----- EXCERPT PROVIDED

In this section, we evaluate CutMix for its capability to improve localizability as well as generalizability of a trained model on multiple tasks. We first study the effect of CutMix on image classification (Section 4.1) and weakly supervised object localization (Section 4.2). Next, we show the transferability of a CutMix pre-trained model when it is fine-tuned for object detection and image captioning tasks (Section 4.3). We also show that CutMix can improve the model robustness and alleviate the model over-confidence in Section 4.4.

All experiments were implemented and evaluated on NAVER Smart Machine Learning (NSML) platform with PyTorch . Source code and pretrained models are available at https://github.com/clovaai/CutMix-PyTorch.

We evaluate on ImageNet-1K benchmark , the dataset containing 1.2M training images and 50K validation images of 1K categories. For fair comparison, we use the standard augmentation setting for ImageNet dataset such as re-sizing, cropping, and flipping, as done in . We found that regularization methods including Stochastic Depth , Cutout , Mixup , and CutMix require a greater number of training epochs till convergence. Therefore, we have trained all the models for $300$ epochs with initial learning rate $0.1$ decayed by factor $0.1$ at epochs $75$ , $150$ , and $225$ . The batch size is set to $256$ . The hyper-parameter $\alpha$ is set to $1$ . We report the best performances of CutMix and other baselines during training.

----------
----- DATA RECORDS

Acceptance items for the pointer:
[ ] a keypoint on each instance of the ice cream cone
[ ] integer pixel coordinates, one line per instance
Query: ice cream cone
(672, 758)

----------

● REQUIREMENT
According to the CutMix experiments excerpt, how many epochs were all the ImageNet-1K models trained for? The rows play no part in what follows.

● SOLUTION FOR THIS PROBLEM
300 epochs.